▸ **EXERCISE BRIEF**:
Drop every picture, then transcribe the remaining data exactly.

-*-

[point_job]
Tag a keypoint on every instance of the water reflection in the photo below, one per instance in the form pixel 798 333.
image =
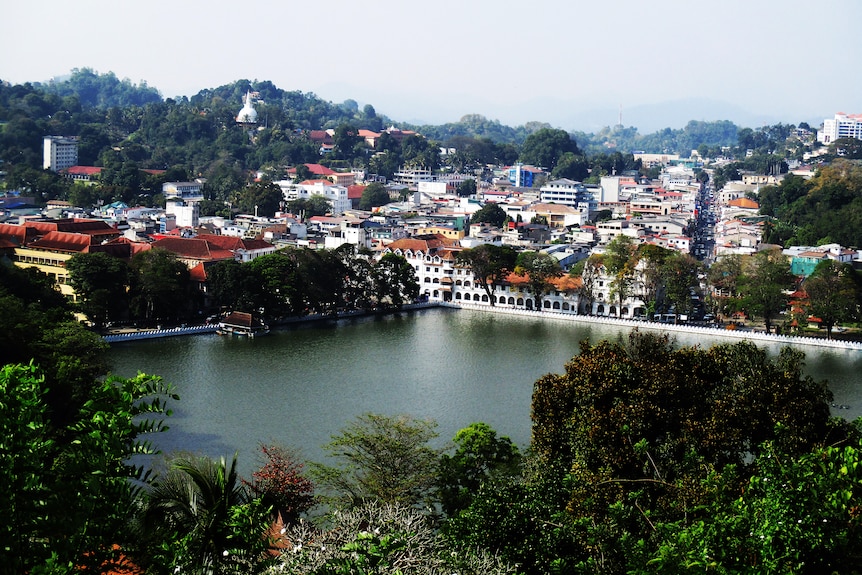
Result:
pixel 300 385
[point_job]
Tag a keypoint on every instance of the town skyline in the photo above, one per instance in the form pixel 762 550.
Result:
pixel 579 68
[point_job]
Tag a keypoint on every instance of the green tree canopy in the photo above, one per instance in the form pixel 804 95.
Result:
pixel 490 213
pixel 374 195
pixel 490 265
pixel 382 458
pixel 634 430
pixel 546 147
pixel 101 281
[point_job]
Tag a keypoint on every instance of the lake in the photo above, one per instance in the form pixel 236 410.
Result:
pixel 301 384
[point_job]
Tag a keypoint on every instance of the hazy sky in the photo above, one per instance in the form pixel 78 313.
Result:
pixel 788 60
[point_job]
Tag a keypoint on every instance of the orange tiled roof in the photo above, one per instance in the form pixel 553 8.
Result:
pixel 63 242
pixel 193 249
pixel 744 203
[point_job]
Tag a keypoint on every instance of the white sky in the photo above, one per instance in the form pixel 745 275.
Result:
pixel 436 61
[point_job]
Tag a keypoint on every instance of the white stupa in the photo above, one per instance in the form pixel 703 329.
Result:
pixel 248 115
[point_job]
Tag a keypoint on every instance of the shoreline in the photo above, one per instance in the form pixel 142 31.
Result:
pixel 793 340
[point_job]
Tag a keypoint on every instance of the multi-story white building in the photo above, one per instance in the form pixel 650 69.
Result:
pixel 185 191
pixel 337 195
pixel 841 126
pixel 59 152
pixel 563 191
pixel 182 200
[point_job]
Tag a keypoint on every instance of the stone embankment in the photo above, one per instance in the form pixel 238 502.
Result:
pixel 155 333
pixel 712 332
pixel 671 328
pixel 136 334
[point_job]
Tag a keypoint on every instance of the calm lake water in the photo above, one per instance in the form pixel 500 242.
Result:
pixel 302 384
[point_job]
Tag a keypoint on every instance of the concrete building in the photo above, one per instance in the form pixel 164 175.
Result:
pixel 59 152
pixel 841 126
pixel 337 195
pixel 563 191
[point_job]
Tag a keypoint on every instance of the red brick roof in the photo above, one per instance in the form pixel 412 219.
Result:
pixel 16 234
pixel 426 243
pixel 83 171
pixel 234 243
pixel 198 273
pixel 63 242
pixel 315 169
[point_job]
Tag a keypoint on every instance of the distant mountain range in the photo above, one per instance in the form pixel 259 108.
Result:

-*-

▸ **RESPONSE FOR THIS EXERCISE**:
[point_job]
Tag a keypoint on every instance of the water reflection in the photo below, one per instance in the form pixel 798 333.
image =
Result:
pixel 300 385
[point_job]
Tag a keypoint on every instance of the town skyline in the photo above, one per instance in the form pixel 762 550.
Result:
pixel 579 68
[point_job]
Tag a keypoint on every instance of the green tree canopy in the photo above, one per instance in the form pixel 804 95.
Result:
pixel 490 213
pixel 374 195
pixel 490 265
pixel 382 458
pixel 634 430
pixel 546 147
pixel 101 281
[point_job]
Tag a keypoint on every instance of the lake in the photo above, one per instance in the form pixel 236 410.
Result:
pixel 301 384
[point_job]
Tag a keypoint on every instance of the hazy sky in the photo above, one per instance in the form pixel 78 313.
Result:
pixel 788 60
[point_job]
Tag a keypoint on every instance of the orange tiled roof in the photo above, one per instance in the form pixel 553 8.
Result:
pixel 63 242
pixel 193 249
pixel 744 203
[point_job]
Tag a keypoint on every instance of the white sky in the photo above, one per instance in the form pixel 745 275.
Result:
pixel 436 61
[point_job]
Tag a keypoint on every instance of the white stupa in the photo above, one per instance in the form pixel 703 329.
Result:
pixel 248 115
[point_job]
Tag a keypoint on every instance of the shoreline in the photo above, one per instance in the form pixel 142 31.
Result:
pixel 793 340
[point_job]
Tag a keypoint on every instance of the multi-story white building in the photo above, one per instance in the form pixel 650 69.
Result:
pixel 185 191
pixel 337 195
pixel 841 126
pixel 59 152
pixel 563 191
pixel 182 200
[point_job]
Tag a keypoint on every instance of the stone embankment in the photo above, one per instance in the form pixel 238 502.
Result:
pixel 155 333
pixel 712 332
pixel 671 328
pixel 136 334
[point_job]
Tag a keypoint on every instance of the calm lake water in the photo above, one per instance in the form pixel 500 242.
Result:
pixel 302 384
[point_job]
Tag a keypoint on every instance of the concrete building in the photo above, one per instance in the form pixel 164 175.
Result:
pixel 59 152
pixel 841 126
pixel 337 195
pixel 563 191
[point_job]
Tag a keypoint on every instance of the red brick roof in the photo above, one per instance in the form pixel 412 219.
Result:
pixel 16 234
pixel 426 243
pixel 83 171
pixel 234 243
pixel 198 273
pixel 63 242
pixel 315 169
[point_job]
Tag a keypoint on every instance of the distant mountain range in the photo above, one per instance in the form pixel 259 108.
Result:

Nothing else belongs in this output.